ФОРМУЛИРОВКА ЗАДАНИЯ: Продолжите текст воспоминаний о школьных годах и о Мише Песлине, начав сразу после его последнего предложения.

Так мы шли молча еще некоторое время. Парень вынул нож и стал поигрывать им, подбрасывая нож на руке. Однако на угрозы или какие-то действия не решился. Полагаю, его смутило, что я добровольно «подставился» и притом держал руки в карманах. Так или иначе, но он замедлил шаг, присоединился к своим приятелям, и они исчезли. Этот молчаливый инцидент, безусловно, возвысил меня в глазах девочек и Миши.
Мое увлечение Валей Крыловой вскоре померкло, а после окончания школы и вовсе прошло. Формальным поводом для меня лично явился пустяковый эпизод. Как-то раз я неожиданно зашел к Вале, дело было весной. Через открытые окна веранды я увидел букет сирени, а под ним Валин портрет в рамке. Она вышла, мы о чем-то поговорили, мне показалось, что мой приход обеспокоил Валю. Я стал прощаться и попросил ее подарить мне портрет на память. Она смутилась, стала путано оправдывать отказ, я сделал вид, что обиделся, и ушел. Валя потом много лет продолжала работать на заводе № 436 (позже – НИИ Гириконд). Замуж, насколько мне известно, она не вышла.
Что же касается Миши, то он, простая и откровенная душа, часто потом вспоминал свою Галю и жалел, что их юношеский роман не получил продолжения. Наверное, сам виноват, хотя по опыту жизни я склоняюсь к известной мудрости: «Не мы выбираем, а нас выбирают». В данном случае Галя была на полголовы выше Миши, что и определило результат.
О Мише Песлине хотелось бы рассказать подробнее. Мы с ним учились в вечерней школе часть девятого и весь десятый класс, сидели за одной партой. Он был старше меня почти на три года, но в армию не попал, работал токарем на военном заводе где-то в Сибири (был эвакуирован из Белоруссии), а потом в конце войны в Ленинграде.
Жил Миша у тетки Берты Ильиничны в Яшумовом переулке недалеко от меня. Он был человеком бесхитростным, не скрывавшим своих мыслей и чувств. С ним мы много говорили о жизни, мечтали стать инженерами. Так оно и получилось. Осенью 1946 года мы оба оказались в Политехническом институте (ЛПИ), только на разных факультетах. Я последовал совету своего начальника, главного энергетика Н. М. Цветкова, и пошел на физмех (на радиофизику), а Миша хотел стать инженером-конструктором и пошел на мехмаш. Студенческая жизнь захватила нас, мы стали встречаться реже, после окончания ЛПИ оба женились, пошли дети, и наши встречи стали совсем редкими.

ИСХОДНЫЕ МАТЕРИАЛЫ:
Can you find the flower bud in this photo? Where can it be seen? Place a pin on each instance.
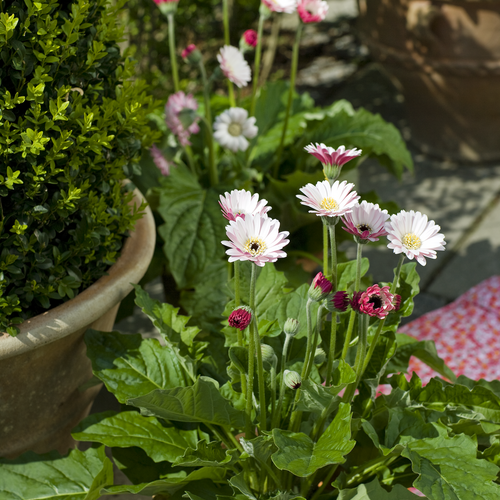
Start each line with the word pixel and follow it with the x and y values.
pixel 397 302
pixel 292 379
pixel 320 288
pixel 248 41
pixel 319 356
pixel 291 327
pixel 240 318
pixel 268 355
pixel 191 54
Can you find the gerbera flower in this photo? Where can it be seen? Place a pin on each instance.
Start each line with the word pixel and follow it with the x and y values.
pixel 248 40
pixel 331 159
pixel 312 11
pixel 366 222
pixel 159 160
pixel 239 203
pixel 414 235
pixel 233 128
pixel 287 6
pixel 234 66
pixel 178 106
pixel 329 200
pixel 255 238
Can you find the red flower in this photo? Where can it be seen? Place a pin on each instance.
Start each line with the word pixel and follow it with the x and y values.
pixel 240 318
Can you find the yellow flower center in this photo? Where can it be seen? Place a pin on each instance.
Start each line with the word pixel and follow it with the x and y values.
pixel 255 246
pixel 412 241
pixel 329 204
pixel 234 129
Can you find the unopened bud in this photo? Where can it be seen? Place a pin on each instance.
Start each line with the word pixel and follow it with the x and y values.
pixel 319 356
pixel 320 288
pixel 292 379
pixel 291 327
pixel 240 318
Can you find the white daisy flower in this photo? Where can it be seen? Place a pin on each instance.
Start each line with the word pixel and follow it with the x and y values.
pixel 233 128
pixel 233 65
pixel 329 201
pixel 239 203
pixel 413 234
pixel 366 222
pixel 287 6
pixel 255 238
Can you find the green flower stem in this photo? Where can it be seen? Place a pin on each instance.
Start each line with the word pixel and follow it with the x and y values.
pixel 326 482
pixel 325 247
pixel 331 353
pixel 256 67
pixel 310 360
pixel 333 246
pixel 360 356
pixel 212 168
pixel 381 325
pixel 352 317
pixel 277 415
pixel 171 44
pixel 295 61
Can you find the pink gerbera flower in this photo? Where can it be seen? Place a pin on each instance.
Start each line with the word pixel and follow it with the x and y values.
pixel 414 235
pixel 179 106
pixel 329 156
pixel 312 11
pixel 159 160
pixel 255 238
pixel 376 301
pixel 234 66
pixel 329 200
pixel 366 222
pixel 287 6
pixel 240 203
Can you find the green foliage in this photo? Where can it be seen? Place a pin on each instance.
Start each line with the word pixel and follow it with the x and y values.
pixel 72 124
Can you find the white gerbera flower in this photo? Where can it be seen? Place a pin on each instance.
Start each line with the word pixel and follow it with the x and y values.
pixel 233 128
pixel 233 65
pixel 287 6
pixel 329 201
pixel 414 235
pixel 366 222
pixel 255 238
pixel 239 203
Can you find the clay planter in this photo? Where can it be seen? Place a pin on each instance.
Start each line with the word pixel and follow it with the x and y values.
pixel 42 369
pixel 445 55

...

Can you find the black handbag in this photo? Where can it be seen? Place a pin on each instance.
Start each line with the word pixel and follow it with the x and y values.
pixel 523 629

---

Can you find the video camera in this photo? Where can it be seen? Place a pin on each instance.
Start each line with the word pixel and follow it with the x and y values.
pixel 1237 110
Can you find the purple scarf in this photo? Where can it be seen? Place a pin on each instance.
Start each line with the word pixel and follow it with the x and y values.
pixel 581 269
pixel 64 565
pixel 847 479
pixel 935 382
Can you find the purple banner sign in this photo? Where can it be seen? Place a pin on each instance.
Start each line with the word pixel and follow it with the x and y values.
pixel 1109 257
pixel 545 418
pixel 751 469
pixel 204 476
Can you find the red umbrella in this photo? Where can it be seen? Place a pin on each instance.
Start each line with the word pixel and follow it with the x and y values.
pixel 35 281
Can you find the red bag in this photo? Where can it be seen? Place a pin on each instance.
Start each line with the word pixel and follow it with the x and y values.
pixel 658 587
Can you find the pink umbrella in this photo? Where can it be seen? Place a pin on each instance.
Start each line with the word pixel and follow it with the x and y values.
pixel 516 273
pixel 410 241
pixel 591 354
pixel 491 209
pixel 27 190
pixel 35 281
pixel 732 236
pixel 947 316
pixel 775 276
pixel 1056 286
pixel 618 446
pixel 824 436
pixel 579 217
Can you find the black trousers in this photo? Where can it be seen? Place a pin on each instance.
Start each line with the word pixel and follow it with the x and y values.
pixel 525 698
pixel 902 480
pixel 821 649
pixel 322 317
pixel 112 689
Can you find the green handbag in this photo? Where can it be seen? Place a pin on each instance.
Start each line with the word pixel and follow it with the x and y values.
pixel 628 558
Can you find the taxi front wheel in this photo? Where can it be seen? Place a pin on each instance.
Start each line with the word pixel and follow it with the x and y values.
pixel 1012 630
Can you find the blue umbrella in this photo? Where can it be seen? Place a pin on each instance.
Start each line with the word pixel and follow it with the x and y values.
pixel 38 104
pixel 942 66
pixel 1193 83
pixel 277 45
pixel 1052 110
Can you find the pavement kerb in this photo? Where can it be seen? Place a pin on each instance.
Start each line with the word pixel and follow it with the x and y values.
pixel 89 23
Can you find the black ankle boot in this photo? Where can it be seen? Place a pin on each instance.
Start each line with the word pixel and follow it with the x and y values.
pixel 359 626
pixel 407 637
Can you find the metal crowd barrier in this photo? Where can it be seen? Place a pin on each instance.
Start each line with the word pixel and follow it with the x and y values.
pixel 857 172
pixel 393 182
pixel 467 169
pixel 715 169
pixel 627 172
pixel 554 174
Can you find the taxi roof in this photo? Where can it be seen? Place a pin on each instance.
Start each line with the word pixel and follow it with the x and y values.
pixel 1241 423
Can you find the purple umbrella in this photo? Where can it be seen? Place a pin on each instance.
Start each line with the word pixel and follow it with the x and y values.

РЕЗУЛЬТАТ ВЫПОЛНЕНИЯ:
Воспоминания юности связаны у меня с компанией молодежи, проживавшей в парке Лесотехнической академии (ЛТА). Я вошел в эту компанию, так сказать, на правах ассоциированного члена, поскольку был (если не по возрасту, то по развитию) самым младшим и наивным. Основу компании составляла четверка друзей, с одним из которых, Модестом Калининым, я общался еще в детстве. Они жили по соседству друг от друга в профессорско-преподавательских домах ЛТА. Все четверо происходили из образованных семей и сами были юными интеллектуалами. Достаточно самоуверенные и дерзкие, порой они чересчур щеголяли матом и злословием, но одновременно были исключительно остроумными. Последнее качество в таком концентрированном виде встретилось мне впервые.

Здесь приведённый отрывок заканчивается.